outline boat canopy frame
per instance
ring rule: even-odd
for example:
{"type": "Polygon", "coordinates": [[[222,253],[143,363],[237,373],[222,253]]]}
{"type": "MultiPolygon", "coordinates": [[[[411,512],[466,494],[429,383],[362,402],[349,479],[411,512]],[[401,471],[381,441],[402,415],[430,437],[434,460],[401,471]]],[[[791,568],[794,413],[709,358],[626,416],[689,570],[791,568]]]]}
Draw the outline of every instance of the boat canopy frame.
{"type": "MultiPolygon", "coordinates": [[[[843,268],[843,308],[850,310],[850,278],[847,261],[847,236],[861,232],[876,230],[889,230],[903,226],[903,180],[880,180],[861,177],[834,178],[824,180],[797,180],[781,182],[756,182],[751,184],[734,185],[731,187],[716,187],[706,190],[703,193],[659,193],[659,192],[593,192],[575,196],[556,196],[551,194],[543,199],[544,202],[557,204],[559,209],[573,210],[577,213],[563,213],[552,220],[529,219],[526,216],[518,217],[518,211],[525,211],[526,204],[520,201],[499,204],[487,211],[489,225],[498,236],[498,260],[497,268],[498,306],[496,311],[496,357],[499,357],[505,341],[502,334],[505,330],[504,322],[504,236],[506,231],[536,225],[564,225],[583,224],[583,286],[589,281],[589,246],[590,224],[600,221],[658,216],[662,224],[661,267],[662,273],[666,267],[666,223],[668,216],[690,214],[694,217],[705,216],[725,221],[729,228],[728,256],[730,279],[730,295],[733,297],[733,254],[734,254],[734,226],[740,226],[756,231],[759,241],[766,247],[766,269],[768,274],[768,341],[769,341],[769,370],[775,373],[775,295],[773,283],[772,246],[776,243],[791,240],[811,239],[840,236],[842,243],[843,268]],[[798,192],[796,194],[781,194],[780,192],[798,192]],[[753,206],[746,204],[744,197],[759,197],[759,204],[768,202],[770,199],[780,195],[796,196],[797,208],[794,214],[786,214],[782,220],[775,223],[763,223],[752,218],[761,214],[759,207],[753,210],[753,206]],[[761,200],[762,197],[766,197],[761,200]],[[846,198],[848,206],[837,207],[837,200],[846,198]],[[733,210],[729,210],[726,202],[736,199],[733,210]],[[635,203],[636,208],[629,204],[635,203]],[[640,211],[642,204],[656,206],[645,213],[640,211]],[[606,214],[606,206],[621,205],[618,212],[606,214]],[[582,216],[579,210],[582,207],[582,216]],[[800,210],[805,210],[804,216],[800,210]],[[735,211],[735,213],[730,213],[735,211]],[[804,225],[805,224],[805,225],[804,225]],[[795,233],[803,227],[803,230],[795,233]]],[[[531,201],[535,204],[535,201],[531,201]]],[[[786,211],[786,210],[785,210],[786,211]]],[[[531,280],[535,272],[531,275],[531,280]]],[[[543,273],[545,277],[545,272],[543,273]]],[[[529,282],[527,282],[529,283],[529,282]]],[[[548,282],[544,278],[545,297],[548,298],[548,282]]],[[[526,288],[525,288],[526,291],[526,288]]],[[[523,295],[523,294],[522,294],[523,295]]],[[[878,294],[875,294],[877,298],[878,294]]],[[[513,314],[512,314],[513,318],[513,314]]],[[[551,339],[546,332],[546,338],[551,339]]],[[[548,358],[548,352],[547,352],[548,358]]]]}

****************************************

> _TASK BRIEF_
Print the records above again, line for line, with no changes.

> _ANSWER FOR THE TASK_
outline boat canopy frame
per instance
ring rule: even-odd
for example:
{"type": "Polygon", "coordinates": [[[222,253],[143,363],[237,373],[222,253]]]}
{"type": "MultiPolygon", "coordinates": [[[[411,512],[466,494],[429,383],[362,402],[349,479],[411,512]],[[401,471],[381,441],[402,415],[430,437],[434,460],[401,471]]],[[[791,568],[794,413],[709,358],[626,416],[689,570],[791,568]]]]}
Draw the outline of every instance of the boat canopy frame.
{"type": "MultiPolygon", "coordinates": [[[[843,268],[843,308],[850,310],[850,278],[847,261],[847,236],[861,232],[876,230],[889,230],[903,226],[903,180],[880,180],[861,177],[834,178],[824,180],[797,180],[781,182],[756,182],[751,184],[734,185],[731,187],[716,187],[706,190],[703,193],[659,193],[659,192],[593,192],[575,196],[556,196],[551,194],[543,199],[544,202],[557,204],[559,209],[573,210],[577,213],[563,213],[552,220],[529,219],[526,216],[518,217],[518,211],[525,211],[526,204],[520,201],[499,204],[487,211],[489,225],[498,236],[498,260],[497,268],[498,306],[496,311],[496,357],[499,357],[505,341],[502,334],[505,330],[504,322],[504,236],[506,231],[536,225],[564,225],[583,224],[583,286],[589,281],[589,246],[590,224],[600,221],[658,216],[662,224],[661,267],[662,273],[666,267],[666,223],[668,216],[690,214],[694,217],[705,216],[725,221],[729,228],[728,256],[730,279],[730,295],[733,297],[733,254],[734,254],[734,226],[740,226],[756,231],[759,241],[766,247],[766,269],[768,274],[768,341],[769,341],[769,370],[775,373],[775,295],[773,283],[772,246],[776,243],[791,240],[811,239],[840,236],[842,243],[843,268]],[[798,192],[796,194],[781,194],[780,192],[798,192]],[[753,206],[746,204],[744,197],[759,197],[759,204],[768,202],[770,199],[780,195],[796,196],[797,208],[794,214],[786,214],[782,220],[775,223],[763,223],[752,218],[761,214],[759,207],[753,210],[753,206]],[[761,200],[762,197],[766,197],[761,200]],[[846,198],[848,206],[837,207],[837,200],[846,198]],[[733,210],[729,210],[726,202],[736,199],[733,210]],[[635,203],[636,208],[629,204],[635,203]],[[640,211],[642,204],[656,206],[645,213],[640,211]],[[606,214],[606,206],[621,205],[618,212],[606,214]],[[582,216],[579,210],[582,207],[582,216]],[[800,210],[805,210],[804,216],[800,210]],[[735,211],[735,213],[730,213],[735,211]],[[804,225],[805,224],[805,225],[804,225]],[[795,233],[803,227],[803,230],[795,233]]],[[[531,201],[535,204],[535,201],[531,201]]],[[[786,211],[786,210],[785,210],[786,211]]],[[[531,280],[535,272],[531,275],[531,280]]],[[[543,273],[545,277],[545,272],[543,273]]],[[[529,282],[527,282],[529,283],[529,282]]],[[[548,282],[544,278],[545,297],[548,298],[548,282]]],[[[526,288],[525,288],[526,291],[526,288]]],[[[523,295],[523,294],[522,294],[523,295]]],[[[878,294],[875,294],[877,298],[878,294]]],[[[513,314],[512,314],[513,318],[513,314]]],[[[551,339],[546,332],[546,338],[551,339]]],[[[548,358],[548,352],[547,352],[548,358]]]]}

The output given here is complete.